▸ Questions on the material
1) According to the advice column about cameras at church services, in how many major motion pictures has the columnist worked as an extra?
2) Continue the advice column about cameras at church services, starting after its final sentence.

▸ Source text
————
DEAR AMY: What is the best way to handle photographers at church who include other worshipers in their photos and videos unexpectedly?
Someone who has a camera to record a baby’s baptism and suddenly feels the need to enlist the congregation as extras in the personal family video is easy enough to dodge by hiding behind a hymnal. But now I am seeing cameras at funerals too, with the videographer encouraging me to smile and wave as I look up from signing the guest book, staring like a deer in headlights.
Smiling seems too lighthearted but frowning disapprovingly may not be correct either. Is there some way that you know to rise above this odd new trend? -- Not Camera Ready
DEAR NOT READY: As filming everything becomes more ubiquitous, all of us face the prospect of being supporting players in others’ movies of the week. I agree that this is an intrusion, and like you I duck this whenever possible and try way too hard to look “natural” the rest of the time.
I have worked as an “extra” in three major motion pictures (one advantage to living in Chicago). One thing I learned during my brief career is that the perfect extra fades anonymously to the background, letting the featured actors soak up the action.
If you are at a funeral where there is a professional videographer, you have to assume that the grieving family has hired the person. Even if it is not what you would do, you should respect their wish to have this video record. Do not smile and wave. Go about your business. Be an extra.
————
Text-to-region grounding lines
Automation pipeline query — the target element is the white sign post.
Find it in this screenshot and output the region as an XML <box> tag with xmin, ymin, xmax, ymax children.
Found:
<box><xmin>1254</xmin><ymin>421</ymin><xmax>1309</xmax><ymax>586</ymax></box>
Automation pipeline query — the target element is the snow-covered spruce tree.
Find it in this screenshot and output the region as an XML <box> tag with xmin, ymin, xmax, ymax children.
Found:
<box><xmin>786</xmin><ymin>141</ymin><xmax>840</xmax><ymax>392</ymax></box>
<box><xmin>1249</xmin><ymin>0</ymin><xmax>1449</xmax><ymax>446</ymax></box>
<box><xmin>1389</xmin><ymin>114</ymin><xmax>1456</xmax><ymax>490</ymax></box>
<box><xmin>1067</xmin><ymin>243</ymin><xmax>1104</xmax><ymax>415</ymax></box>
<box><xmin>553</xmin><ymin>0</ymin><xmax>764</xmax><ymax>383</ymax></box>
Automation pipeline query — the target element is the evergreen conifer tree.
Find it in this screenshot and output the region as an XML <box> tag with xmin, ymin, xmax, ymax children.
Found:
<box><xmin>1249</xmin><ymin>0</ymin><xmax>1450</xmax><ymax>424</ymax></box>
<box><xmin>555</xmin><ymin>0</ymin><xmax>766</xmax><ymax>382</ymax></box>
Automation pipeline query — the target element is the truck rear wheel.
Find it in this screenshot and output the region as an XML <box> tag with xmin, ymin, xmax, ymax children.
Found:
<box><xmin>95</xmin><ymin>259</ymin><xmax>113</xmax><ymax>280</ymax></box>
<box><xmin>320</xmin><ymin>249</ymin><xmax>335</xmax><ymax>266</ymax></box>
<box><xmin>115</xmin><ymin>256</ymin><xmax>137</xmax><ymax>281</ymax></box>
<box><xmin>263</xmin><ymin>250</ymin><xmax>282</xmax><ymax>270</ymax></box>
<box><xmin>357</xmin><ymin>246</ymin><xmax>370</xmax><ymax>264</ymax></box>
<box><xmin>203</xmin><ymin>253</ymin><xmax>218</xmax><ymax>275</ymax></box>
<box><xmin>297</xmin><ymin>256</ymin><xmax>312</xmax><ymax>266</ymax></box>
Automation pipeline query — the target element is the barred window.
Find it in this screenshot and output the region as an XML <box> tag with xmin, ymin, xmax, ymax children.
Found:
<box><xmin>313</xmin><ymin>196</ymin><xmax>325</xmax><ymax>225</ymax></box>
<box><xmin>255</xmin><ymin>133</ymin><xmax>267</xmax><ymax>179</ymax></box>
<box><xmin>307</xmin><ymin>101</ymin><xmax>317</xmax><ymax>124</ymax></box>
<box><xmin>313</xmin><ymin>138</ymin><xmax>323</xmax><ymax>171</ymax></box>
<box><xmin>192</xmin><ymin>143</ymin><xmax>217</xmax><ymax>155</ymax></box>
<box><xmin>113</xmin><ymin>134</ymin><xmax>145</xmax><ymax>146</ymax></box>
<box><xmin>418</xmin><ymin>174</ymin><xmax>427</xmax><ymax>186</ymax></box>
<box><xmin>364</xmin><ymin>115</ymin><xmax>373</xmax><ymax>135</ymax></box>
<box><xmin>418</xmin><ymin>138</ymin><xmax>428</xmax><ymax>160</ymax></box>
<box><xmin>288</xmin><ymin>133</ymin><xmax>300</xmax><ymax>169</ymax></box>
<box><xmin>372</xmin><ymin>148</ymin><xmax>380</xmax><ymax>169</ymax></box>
————
▸ Results by task
1) Three.

2)
DEAR AMY: I am a young woman struggling with depression. My early teenage years were a dark time for me, and I had a problem with cutting. I have stopped, but I have scars. I am not proud nor ashamed; these scars show where I’ve been and that I’ve survived.
The problem is that I cannot wear a swimsuit and play in the water with my family without these scars being visible. Only my fiance is aware of the scars.
I want to come clean about my problems and my past, but I don’t know how to do so without upsetting or worrying my parents. I want to assure them that it is no longer a problem for me. -- Conflicted
DEAR CONFLICTED: Congratulations on the healing you have attained. This is a true achievement. I hope you are seeing a therapist to manage your ongoing challenge with depression. If so, your therapist (or another adult friend or family member) can help to guide a conversation with your folks.
It’s important for you to assure your parents that you are on the road to recovery and that part of this recovery is being honest with loved ones about your depression and its impact on your life.
If your parents are completely unaware that you were self-injuring, you should be prepared to tell them what it is and give them some material they can read so they can understand this phenomenon.
Try to prepare yourself for their questions and concerns. If this conversation breaks down, agree to have it in stages. You can do it.
Cornell University has conducted extensive research on self-injury and offers helpful guides and fact sheets for cutters and those who care about them. You can check their research at selfinjury.bctr.cornell.edu.
DEAR AMY: I understood the concern expressed by “Not ‘Liking’ This,” who knew someone who posted very racy photos on Facebook but was wondering how to respond.
I know we are all told that photos posted online exist forever, but I don’t know if people really understand the reality of that.
I posted photos several years ago that (now that I am the mother of three children who will someday enter the social networking age) I wish I could completely eliminate.
At the very least, people who post “iffy” photos should not “tag” themselves. Then at least they can maintain some deniability later on. -- Freaked by FB
DEAR FREAKED: Not tagging is a good idea, but other people can also tag you. The best thing to do is to be extremely intentional about everything posted online.